● Recorded information
═══

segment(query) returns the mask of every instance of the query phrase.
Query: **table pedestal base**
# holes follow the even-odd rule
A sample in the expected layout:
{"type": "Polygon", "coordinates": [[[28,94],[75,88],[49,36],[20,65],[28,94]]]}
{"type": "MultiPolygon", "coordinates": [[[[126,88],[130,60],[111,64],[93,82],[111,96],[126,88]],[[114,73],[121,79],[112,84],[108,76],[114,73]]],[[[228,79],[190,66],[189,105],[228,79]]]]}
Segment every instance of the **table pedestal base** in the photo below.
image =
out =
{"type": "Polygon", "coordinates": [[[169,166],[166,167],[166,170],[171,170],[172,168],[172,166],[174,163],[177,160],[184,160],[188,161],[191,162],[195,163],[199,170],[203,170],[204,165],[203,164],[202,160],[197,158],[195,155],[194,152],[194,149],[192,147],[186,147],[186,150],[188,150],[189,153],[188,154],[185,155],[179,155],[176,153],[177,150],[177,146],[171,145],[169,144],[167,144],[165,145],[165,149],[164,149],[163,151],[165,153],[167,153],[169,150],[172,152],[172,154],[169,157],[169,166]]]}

═══

● Required task
Rewrite the records above so that every "table pedestal base" becomes "chair pedestal base", and keep everything else the same.

● Exercise answer
segment(query) returns the mask of every instance of the query phrase.
Query: **chair pedestal base**
# holes follow the even-odd rule
A sample in the expected layout:
{"type": "Polygon", "coordinates": [[[28,94],[75,88],[49,36],[20,65],[28,94]]]}
{"type": "MultiPolygon", "coordinates": [[[[126,88],[130,60],[111,64],[93,82],[111,96],[126,88]],[[114,73],[121,79],[112,84],[108,76],[114,73]]],[[[228,79],[190,66],[189,105],[228,79]]]]}
Segment every instance of the **chair pedestal base** in the photo below.
image =
out =
{"type": "Polygon", "coordinates": [[[169,166],[166,167],[166,170],[171,170],[172,168],[172,166],[174,163],[177,160],[184,160],[188,161],[191,162],[195,163],[199,170],[203,170],[204,165],[203,164],[202,160],[197,158],[195,155],[194,152],[194,149],[192,147],[186,147],[186,150],[188,150],[189,153],[188,154],[185,155],[179,155],[176,153],[177,150],[177,146],[171,145],[169,144],[167,144],[165,145],[165,149],[164,149],[163,151],[165,153],[167,153],[169,150],[172,152],[172,154],[169,157],[169,166]]]}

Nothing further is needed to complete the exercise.